# WHAT YOU ARE ASKED TO DO
From the forum comments below, list every proper name of a software product, programming technology, or app store.

# EXERCISE TEXT
____________________

Your self-aggrandizements do not count as such...

self-aggrandizement? Noting a particular history of disenfranchisement laws is aggrandizement?

Sometimes you seem like a pretty smart guy. Sometimes, I really feel like you might be going senile.

Comment Re:Isn't this a faith statement? (Score 1) 186

You did not even try to look, did you? The quantum effects in the synapses are specifically random ones.

So is quantum tunneling in a transistor.
That quantum mechanical processes mediate classical interactions is not new.

But I see you are not actually interested in a discussion. You just want to state your beliefs as facts and then get approval.

Sigh.
I'll repeat myself, and you cannot show otherwise: There is no evidence of non-determinism in the human brain. None.
Not even various papers on noted QM effects make the absurd claim that the brain is not governed by classical physics.

I've made it very clear- you can't have it both ways.
If "Quantum Mechanical" effects give rise (by magic, since I'd live to hear your dissertation on how an RNG produces consciousness or free will) to consciousness, then transistors have it too.
Like it or not, computers and brains are in the same boat here.

Unless you can provide evidence of quantum mechanical effects at a macroscopic scale for neurons (remember, neurons are fucking *huge* compared to transistors on modern CPUs) then you must accept that all current evidence suggests that the brain is classical.

Comment Re:If all of AI went away today (Score 1) 135

Easy for you, a technical person familiar with LLMs and WebAssembly

I'm not talking about how to develop LLM inference servers. You don't have to understand WebAssembly in order to run a WebAssembly program in your browser any more than you have to understand Javascript to run Javascript in your browser. It's *less* technological knowledge than using the Play store. And installing Ollama is no more difficult than installing any other app.

____________________

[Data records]
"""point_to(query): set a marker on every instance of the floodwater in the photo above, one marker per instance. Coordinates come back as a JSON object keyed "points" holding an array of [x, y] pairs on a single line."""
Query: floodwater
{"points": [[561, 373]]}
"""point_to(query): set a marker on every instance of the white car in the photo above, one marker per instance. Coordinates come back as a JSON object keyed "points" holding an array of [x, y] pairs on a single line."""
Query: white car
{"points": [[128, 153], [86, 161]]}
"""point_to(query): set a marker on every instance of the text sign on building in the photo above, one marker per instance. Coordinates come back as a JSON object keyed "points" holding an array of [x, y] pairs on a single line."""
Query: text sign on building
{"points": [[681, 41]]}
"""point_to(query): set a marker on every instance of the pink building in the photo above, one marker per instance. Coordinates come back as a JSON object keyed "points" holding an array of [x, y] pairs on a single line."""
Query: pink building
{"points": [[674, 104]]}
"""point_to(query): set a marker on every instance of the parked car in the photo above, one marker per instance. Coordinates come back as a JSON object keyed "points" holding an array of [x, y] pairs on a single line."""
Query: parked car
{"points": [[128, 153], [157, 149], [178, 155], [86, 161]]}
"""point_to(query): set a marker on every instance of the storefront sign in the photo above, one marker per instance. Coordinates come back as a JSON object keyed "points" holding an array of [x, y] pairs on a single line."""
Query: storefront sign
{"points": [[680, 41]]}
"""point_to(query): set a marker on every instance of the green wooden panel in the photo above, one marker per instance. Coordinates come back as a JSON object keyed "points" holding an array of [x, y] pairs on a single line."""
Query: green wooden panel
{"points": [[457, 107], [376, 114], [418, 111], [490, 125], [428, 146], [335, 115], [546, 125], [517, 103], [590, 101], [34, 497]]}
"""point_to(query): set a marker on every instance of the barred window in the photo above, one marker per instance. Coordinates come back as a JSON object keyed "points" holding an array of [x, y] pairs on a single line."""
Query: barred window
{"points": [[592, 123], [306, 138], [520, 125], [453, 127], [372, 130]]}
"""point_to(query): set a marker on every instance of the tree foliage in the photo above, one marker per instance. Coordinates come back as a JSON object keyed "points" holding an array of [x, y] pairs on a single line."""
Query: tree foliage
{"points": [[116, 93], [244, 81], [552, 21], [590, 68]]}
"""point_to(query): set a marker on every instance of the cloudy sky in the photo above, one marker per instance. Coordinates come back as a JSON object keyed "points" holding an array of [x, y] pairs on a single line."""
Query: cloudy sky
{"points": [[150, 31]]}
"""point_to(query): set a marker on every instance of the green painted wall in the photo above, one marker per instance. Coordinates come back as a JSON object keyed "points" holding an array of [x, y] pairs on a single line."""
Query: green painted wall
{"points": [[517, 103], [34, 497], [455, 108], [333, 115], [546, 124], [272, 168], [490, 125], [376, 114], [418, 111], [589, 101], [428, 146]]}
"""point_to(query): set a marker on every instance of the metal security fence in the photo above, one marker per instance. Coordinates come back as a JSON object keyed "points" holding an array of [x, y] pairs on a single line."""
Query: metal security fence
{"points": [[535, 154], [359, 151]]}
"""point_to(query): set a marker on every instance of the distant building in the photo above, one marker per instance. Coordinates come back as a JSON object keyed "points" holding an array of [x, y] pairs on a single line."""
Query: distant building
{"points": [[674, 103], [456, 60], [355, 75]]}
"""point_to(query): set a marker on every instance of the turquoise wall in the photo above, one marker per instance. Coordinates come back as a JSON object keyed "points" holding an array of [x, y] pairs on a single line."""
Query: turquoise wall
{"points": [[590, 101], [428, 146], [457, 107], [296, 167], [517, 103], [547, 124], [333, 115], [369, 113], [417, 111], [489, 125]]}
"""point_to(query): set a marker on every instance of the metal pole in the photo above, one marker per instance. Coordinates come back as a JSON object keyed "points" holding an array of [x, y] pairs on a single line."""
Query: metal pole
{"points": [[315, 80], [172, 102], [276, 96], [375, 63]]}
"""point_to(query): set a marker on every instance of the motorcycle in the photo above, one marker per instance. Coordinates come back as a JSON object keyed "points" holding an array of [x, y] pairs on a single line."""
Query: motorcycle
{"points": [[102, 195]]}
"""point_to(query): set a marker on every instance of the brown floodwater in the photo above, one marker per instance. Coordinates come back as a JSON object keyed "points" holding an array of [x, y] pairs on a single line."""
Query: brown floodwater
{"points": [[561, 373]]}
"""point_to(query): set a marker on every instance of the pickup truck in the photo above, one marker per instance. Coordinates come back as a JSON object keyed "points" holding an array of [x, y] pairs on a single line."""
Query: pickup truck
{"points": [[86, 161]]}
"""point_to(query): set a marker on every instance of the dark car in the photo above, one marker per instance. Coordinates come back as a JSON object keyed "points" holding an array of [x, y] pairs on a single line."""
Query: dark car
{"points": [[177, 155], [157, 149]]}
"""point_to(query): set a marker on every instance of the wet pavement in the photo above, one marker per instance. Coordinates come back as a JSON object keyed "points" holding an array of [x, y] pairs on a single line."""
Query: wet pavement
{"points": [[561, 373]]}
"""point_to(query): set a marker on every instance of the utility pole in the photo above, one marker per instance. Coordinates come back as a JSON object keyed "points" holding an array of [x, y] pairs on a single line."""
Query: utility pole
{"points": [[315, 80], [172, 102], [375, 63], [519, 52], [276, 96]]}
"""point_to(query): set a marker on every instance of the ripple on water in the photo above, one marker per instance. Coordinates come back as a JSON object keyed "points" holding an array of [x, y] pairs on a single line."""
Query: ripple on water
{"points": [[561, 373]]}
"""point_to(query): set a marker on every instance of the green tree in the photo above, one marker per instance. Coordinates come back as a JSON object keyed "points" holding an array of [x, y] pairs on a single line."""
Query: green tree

____________________

# ANSWER TO THIS EXERCISE
WebAssembly
Javascript
Play store
Ollama